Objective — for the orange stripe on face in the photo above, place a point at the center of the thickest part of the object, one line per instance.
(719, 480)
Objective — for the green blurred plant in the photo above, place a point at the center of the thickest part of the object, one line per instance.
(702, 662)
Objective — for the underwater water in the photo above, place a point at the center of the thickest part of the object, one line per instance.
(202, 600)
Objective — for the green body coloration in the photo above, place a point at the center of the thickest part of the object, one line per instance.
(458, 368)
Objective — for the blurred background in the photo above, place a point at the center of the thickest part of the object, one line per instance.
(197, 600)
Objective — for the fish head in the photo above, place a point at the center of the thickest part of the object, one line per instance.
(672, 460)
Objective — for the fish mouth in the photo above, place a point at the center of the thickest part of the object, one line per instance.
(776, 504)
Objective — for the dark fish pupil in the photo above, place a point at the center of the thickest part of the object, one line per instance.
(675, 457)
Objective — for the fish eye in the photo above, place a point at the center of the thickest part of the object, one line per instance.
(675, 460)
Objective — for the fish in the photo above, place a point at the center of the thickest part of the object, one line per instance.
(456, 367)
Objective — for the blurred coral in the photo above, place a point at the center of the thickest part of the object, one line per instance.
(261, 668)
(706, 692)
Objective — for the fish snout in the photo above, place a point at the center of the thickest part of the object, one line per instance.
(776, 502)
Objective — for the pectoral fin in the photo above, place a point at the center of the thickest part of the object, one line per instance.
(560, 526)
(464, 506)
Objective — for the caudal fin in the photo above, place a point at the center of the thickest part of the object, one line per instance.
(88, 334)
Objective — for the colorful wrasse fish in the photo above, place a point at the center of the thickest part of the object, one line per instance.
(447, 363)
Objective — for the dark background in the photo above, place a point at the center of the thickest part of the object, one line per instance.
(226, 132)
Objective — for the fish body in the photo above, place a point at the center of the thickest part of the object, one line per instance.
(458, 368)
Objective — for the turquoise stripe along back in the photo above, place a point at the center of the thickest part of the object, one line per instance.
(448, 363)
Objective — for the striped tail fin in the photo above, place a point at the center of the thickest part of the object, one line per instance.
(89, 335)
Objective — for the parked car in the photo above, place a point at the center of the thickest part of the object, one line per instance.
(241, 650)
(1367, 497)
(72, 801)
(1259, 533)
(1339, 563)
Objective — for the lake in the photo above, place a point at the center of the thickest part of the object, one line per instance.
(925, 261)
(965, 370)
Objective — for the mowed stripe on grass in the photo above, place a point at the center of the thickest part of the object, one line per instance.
-=-=-=-=-
- [GOAL]:
Copy the records from the line containing "Objective — for the caudal" up to and including the line containing "(1339, 563)", reproducing each line without any change.

- [THE REPLY]:
Objective — for the caudal fin in the photo above, place a point at the center of the thickest part of the object, one line per instance.
(88, 334)
Objective — for the colorful wrasse fish in the photo above, place a point at the center of the thickest part of the object, one line per instance.
(447, 363)
Objective — for the dark background in the photo above, place a point at the center of the thickest part of the object, one line per instance.
(226, 132)
Objective — for the fish body in the photo above, place a point at the center of the thickest part of the object, one line per instance.
(458, 368)
Objective — for the turquoise stripe along back in the photo above, place a point at the center of the thickest part of the object, one line per instance.
(448, 363)
Objective — for the striped tail fin in the photo above, place a point at the center of the thickest part of the object, one line per instance.
(89, 335)
Objective — for the parked car in the photo above, place a point at the center of the thickest part of the object, one line per instance.
(241, 650)
(1367, 497)
(72, 801)
(1259, 533)
(1339, 563)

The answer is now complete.